** Begin **

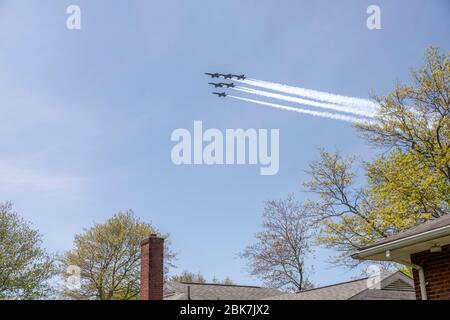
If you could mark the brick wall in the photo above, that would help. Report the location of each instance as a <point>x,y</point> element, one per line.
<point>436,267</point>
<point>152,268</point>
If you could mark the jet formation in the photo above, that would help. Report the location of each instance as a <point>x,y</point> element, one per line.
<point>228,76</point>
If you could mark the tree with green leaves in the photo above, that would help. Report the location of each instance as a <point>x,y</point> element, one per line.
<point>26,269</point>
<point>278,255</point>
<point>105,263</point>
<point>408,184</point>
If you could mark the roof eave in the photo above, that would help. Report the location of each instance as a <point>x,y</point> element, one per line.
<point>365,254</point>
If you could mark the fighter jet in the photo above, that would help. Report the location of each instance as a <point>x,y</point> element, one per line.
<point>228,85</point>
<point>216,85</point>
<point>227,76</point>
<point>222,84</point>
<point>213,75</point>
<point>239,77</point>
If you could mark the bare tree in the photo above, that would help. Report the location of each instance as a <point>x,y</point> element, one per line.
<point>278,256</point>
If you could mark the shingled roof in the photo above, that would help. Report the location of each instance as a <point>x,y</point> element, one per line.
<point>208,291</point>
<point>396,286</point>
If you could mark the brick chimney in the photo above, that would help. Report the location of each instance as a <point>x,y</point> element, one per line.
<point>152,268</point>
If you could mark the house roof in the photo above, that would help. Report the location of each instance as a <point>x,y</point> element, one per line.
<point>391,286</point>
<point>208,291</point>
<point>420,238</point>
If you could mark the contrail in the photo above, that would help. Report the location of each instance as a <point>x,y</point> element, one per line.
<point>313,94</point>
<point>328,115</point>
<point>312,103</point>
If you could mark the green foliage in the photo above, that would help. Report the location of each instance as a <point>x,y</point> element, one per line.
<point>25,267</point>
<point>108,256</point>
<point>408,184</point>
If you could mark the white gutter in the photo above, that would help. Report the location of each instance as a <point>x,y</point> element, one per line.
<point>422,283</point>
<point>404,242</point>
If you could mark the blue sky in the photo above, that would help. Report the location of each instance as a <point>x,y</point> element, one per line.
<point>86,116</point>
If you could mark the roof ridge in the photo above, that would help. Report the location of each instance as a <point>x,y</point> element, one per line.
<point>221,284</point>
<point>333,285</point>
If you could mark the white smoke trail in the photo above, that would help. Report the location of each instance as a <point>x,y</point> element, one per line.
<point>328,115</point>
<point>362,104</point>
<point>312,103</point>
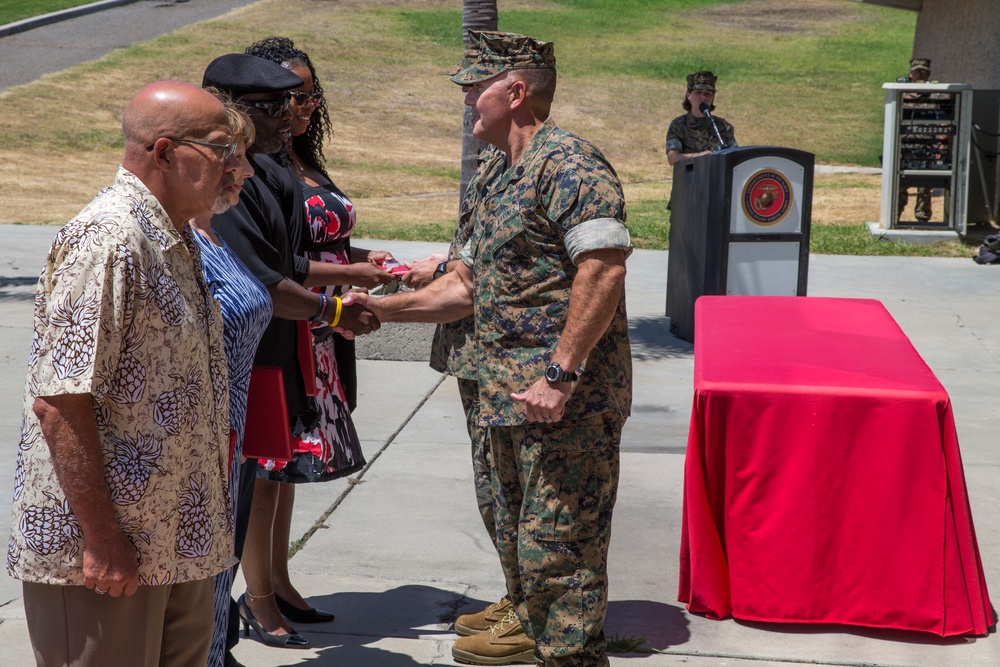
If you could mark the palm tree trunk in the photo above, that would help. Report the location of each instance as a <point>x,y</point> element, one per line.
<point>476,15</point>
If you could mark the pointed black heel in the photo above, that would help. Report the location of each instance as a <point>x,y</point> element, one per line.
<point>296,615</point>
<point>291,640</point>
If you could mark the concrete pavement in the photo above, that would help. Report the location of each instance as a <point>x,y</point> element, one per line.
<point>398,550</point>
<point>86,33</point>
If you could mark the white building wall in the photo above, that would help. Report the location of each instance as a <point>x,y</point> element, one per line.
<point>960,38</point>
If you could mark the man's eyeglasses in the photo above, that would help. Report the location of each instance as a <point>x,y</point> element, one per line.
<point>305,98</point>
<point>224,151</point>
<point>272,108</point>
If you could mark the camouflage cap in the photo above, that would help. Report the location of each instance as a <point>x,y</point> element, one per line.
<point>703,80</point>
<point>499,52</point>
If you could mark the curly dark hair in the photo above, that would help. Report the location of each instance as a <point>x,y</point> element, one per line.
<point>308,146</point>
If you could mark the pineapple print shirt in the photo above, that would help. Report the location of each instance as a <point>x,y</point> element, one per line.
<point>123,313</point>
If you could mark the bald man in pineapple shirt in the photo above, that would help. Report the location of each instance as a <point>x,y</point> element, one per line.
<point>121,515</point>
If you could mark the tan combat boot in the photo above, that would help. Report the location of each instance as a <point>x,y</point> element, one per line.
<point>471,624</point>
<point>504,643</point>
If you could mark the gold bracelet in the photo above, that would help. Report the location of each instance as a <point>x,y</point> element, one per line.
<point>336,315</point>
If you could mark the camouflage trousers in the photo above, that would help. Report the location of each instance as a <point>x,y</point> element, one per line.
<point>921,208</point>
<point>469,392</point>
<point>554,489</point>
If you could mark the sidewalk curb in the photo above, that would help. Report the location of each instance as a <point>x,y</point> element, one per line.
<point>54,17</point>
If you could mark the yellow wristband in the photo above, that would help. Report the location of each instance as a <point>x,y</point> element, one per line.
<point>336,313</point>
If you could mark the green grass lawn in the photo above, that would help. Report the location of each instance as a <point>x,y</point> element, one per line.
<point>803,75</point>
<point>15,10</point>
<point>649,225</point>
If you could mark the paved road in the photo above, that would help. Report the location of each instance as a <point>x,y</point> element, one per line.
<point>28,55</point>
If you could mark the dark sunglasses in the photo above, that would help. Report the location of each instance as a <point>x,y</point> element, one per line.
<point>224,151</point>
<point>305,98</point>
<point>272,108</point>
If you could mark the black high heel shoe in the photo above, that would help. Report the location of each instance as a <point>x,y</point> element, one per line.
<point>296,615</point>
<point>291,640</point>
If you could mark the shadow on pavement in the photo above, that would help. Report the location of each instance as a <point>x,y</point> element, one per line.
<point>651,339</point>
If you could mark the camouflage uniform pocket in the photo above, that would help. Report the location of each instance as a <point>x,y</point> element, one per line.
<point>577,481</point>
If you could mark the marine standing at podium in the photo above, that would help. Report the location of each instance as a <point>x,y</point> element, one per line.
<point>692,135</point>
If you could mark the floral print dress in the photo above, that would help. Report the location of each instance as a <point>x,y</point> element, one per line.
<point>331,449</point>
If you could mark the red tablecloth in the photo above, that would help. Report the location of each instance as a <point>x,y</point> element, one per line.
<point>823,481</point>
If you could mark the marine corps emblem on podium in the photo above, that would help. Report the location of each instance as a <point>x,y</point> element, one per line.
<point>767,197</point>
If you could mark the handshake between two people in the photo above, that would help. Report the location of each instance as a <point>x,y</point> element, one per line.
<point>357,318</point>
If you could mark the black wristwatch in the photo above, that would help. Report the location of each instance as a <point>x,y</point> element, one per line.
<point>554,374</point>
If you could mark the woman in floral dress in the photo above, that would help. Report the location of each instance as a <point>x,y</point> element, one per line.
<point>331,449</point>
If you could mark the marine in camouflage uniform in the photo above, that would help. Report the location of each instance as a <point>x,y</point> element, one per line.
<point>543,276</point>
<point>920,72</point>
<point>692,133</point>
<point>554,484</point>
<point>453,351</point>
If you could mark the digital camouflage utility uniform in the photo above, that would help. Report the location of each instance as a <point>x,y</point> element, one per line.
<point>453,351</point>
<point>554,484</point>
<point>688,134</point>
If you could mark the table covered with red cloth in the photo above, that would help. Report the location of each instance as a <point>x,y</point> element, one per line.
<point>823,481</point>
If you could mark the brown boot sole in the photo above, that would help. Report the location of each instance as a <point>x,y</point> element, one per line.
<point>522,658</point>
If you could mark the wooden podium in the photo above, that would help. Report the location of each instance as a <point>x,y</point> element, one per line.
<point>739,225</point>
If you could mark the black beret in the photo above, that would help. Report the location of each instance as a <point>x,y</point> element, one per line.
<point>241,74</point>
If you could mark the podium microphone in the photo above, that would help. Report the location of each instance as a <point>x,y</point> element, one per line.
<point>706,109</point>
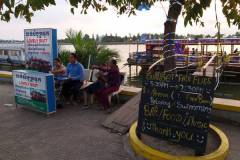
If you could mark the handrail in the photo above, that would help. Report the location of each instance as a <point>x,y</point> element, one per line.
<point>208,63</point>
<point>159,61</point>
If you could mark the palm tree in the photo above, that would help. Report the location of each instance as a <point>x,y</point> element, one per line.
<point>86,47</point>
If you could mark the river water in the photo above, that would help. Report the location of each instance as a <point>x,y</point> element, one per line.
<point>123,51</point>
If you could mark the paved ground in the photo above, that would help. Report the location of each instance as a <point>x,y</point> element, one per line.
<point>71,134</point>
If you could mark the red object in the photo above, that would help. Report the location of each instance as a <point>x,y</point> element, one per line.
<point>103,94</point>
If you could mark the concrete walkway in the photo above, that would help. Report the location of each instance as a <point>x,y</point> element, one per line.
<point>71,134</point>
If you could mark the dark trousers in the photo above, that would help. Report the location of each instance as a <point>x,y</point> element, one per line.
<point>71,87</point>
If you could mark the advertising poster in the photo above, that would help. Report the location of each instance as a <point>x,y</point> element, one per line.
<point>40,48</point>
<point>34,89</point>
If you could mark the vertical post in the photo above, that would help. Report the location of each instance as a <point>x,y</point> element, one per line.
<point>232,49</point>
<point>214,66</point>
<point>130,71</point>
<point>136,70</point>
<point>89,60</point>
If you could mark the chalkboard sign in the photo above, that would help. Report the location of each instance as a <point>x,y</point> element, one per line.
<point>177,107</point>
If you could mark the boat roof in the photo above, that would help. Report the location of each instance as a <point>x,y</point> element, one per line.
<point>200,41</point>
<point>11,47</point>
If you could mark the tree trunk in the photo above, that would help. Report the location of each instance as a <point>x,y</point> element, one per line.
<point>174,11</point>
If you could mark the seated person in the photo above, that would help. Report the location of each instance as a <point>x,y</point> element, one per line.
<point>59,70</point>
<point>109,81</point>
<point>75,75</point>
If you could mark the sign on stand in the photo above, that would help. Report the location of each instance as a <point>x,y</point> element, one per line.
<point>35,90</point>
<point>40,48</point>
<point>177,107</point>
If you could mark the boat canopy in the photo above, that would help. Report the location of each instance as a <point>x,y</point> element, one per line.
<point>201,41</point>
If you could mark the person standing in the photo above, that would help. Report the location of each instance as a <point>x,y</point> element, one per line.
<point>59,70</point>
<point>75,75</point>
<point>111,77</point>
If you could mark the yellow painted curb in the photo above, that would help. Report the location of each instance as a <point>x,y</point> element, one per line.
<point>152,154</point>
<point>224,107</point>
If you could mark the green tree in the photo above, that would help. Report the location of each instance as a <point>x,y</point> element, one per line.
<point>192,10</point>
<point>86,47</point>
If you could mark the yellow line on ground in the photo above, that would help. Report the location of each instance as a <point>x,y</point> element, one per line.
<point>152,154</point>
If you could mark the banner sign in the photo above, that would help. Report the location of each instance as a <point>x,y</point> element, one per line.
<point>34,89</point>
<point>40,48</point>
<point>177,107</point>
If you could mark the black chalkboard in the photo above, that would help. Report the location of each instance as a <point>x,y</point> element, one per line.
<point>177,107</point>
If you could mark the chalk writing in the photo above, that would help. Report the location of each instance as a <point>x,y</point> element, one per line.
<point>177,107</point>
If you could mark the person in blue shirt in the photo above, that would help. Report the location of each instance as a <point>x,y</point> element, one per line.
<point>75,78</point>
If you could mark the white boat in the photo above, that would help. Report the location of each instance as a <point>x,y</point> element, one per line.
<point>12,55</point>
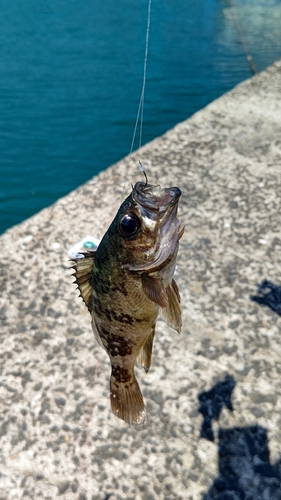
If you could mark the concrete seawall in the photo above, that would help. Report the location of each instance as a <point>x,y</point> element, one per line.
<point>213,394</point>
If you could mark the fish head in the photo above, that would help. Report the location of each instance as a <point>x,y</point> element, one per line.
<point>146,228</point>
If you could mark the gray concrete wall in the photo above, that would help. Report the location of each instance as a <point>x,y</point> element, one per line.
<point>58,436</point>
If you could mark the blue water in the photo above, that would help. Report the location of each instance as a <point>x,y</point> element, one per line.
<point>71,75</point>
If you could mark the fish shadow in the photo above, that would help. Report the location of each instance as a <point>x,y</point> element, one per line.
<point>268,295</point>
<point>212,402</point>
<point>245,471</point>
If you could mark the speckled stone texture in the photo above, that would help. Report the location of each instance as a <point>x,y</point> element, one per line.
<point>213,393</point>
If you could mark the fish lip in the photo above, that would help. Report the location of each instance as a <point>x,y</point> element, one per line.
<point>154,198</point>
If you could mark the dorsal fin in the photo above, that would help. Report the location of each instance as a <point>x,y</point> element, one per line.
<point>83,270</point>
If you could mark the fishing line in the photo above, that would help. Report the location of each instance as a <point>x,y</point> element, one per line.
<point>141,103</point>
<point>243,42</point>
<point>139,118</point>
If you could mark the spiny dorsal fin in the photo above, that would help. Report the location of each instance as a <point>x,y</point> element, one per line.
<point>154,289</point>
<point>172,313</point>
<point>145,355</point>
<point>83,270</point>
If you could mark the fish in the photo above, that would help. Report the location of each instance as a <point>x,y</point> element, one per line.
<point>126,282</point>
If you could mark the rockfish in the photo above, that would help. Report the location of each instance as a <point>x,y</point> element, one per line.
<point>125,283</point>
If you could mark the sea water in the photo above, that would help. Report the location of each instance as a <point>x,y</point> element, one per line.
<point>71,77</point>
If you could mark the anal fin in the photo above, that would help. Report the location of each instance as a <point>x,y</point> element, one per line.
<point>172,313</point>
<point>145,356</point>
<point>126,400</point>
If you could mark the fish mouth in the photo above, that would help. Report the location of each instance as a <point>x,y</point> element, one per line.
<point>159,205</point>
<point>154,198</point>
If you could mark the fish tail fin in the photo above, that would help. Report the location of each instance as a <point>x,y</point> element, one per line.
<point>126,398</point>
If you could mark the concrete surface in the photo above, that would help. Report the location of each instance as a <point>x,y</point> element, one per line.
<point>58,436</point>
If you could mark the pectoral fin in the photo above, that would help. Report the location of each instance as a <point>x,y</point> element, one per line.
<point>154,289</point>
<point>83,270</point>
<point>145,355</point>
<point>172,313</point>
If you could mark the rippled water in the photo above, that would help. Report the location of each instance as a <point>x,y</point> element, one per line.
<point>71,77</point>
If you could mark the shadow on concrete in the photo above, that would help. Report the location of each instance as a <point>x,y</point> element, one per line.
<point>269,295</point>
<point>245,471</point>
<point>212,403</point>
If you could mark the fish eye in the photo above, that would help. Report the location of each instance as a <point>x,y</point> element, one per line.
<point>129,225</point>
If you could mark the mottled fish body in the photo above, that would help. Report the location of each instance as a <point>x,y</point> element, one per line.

** End **

__Stated problem__: Please give the stretch from the line containing "If you could mark the marine in" through the line containing "<point>159,61</point>" again, swapping "handrail" for "railing" and leaving everything else unchanged. Leave out any picture that falls in that stretch.

__Result for this exercise__:
If you could mark the marine in camouflage uniform in the photo above, that would help. Report the location of each instance as a <point>x,y</point> element, one per line.
<point>543,276</point>
<point>920,72</point>
<point>692,133</point>
<point>554,484</point>
<point>453,351</point>
If you could mark the digital camouflage utility uniform in the photo above, that would help. Report the location of each instance as a <point>x,y</point> element, one per line.
<point>453,351</point>
<point>554,484</point>
<point>688,134</point>
If you could mark the table covered with red cloth in the photo above, that would help. Report the location of each instance as a <point>x,y</point> element, one per line.
<point>823,481</point>
If you could mark the brown boot sole in the photo above, that would help. Report the location of each instance as a <point>x,y</point> element, one per line.
<point>522,658</point>
If you could mark the wooden podium in the photo above, that would help. Report the location of each instance as a <point>x,y</point> element, one per line.
<point>739,225</point>
If you could mark the black beret in the photo above, that would help. Report the location of each instance as a <point>x,y</point> element, one per line.
<point>241,74</point>
If you could mark the podium microphone in the photo above, that would help. Report the location of each instance as a <point>x,y</point> element, one per line.
<point>706,109</point>
If you could mark the railing in the photo above, that would help. Report the location of each instance as a <point>x,y</point> element, one per line.
<point>208,63</point>
<point>159,61</point>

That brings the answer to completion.